WHAT TO DO
Each line in the data holding "hair" should be listed.

Stored data entries
┄┄┄┄┄┄┄┄┄┄┄┄┄┄┄┄┄┄┄┄
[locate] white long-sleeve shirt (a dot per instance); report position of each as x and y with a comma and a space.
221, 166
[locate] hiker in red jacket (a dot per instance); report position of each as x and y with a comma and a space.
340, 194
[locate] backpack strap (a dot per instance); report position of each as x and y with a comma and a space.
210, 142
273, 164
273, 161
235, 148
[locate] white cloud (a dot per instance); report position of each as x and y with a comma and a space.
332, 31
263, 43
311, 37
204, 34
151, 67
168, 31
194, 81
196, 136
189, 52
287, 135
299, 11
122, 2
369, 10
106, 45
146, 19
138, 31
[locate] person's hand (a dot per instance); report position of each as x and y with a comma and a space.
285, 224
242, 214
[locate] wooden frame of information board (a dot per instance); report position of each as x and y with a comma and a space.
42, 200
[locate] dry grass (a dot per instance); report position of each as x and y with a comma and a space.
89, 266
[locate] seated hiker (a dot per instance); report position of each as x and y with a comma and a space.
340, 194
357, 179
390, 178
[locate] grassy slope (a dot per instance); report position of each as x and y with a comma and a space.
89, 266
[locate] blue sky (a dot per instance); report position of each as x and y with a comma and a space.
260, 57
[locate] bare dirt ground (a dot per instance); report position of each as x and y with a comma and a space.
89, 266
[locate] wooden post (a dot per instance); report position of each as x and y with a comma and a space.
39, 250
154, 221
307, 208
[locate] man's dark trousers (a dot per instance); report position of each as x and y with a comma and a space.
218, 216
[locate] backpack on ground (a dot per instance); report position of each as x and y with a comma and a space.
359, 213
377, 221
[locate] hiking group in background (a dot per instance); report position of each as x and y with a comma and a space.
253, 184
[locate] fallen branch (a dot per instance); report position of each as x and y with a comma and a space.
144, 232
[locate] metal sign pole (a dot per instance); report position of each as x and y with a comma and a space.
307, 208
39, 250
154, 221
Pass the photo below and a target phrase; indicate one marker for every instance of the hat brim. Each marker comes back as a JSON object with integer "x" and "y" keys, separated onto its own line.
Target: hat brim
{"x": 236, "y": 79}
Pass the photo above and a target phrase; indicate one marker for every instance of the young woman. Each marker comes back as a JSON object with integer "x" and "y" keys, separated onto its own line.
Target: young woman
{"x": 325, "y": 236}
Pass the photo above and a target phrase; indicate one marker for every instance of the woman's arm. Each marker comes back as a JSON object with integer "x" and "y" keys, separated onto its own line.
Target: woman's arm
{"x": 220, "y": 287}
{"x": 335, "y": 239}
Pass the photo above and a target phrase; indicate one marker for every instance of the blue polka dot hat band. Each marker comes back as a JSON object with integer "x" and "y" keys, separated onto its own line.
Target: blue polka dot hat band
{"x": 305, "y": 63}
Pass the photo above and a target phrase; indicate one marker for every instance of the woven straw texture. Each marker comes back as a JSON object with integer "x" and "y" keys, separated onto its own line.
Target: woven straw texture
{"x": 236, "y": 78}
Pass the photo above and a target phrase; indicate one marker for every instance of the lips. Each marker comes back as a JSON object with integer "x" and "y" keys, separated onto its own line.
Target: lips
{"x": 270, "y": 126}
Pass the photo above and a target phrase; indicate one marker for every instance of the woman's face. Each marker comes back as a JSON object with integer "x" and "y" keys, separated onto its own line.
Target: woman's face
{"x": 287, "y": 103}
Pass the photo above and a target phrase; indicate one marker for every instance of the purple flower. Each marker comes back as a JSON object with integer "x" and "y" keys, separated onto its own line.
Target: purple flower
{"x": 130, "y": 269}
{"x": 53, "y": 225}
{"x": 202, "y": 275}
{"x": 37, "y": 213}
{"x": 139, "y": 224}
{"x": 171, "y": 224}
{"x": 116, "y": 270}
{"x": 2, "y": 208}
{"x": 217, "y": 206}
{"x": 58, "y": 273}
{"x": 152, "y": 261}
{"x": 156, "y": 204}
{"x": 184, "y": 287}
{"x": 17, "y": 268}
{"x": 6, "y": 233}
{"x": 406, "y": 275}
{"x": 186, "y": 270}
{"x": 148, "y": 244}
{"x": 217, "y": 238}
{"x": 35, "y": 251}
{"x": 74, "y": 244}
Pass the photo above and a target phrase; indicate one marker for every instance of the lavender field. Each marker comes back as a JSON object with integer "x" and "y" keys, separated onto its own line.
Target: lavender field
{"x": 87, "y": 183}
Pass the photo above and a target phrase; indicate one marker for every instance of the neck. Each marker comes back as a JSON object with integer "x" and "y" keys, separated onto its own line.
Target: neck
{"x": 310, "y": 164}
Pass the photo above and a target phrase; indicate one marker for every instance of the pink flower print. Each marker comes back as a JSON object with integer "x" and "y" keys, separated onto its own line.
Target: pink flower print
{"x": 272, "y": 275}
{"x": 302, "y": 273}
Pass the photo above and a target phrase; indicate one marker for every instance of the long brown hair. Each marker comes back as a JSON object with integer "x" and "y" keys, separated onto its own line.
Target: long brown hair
┄┄┄┄┄┄┄┄┄┄┄┄┄┄┄┄┄┄┄┄
WRITTEN RESPONSE
Pass the photo above and a target phrase; indicate one marker for every instance of the long brown hair. Each marker comes back as a JSON object with integer "x" and "y" keys, separated onto its own line.
Target: long brown hair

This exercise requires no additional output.